▶ _Work instructions_:
Answer these questions from the text on Miro1 and parvalbumin interneurons.
(a) What kind of protein is Miro1 said to be?
(b) Which two kinds of imaging were employed?
(c) What frequency range is given for the hippocampal gamma oscillation?

Miro1-dependent Mitochondrial Dynamics in Parvalbumin Interneurons

The spatiotemporal distribution of mitochondria is crucial for precise ATP provision and calcium buffering required to support neuronal signaling. Fast-spiking GABAergic interneurons expressing parvalbumin (PV) have a high mitochondrial content reflecting their large energy utilization. The importance for correct trafficking and precise mitochondrial positioning remains poorly elucidated in inhibitory neurons. Miro1 is a Ca2+-sensing adaptor protein that links mitochondria to the trafficking apparatus, for their microtubule-dependent transport along axons and dendrites, in order to meet the metabolic and Ca2+-buffering requirements of the cell. Here, we explore the role of Miro1 in PV+ interneurons and how changes in mitochondrial trafficking could alter brain network activity. By employing live and fixed imaging, we found that the impairments in Miro1-directed trafficking in PV+ interneurons altered their mitochondrial distribution and axonal arborization. These changes were accompanied by an increase in the ex vivo hippocampal {gamma}-oscillation (30 - 80 Hz) frequency and promoted anxiolysis. Our findings show that precise regulation of mitochondrial dynamics in PV+ interneurons is crucial for proper neuronal signaling and network synchronization.

▶ _Record extracts_:

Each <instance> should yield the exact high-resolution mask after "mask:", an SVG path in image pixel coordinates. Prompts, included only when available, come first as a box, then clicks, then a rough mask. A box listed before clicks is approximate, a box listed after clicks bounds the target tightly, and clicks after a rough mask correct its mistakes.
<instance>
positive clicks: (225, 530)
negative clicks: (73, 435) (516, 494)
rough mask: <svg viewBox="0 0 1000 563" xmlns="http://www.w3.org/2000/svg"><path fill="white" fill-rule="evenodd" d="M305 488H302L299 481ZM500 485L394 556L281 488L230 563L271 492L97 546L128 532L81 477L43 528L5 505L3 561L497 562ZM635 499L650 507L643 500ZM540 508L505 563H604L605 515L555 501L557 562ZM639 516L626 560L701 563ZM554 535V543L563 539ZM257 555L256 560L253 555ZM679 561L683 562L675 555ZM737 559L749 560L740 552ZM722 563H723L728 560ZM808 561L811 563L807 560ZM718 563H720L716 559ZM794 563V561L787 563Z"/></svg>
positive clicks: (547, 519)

▶ _Answer to the exercise_:
(a) A Ca2+-sensing adaptor protein that links mitochondria to the trafficking apparatus.
(b) Live and fixed imaging.
(c) 30 - 80 Hz.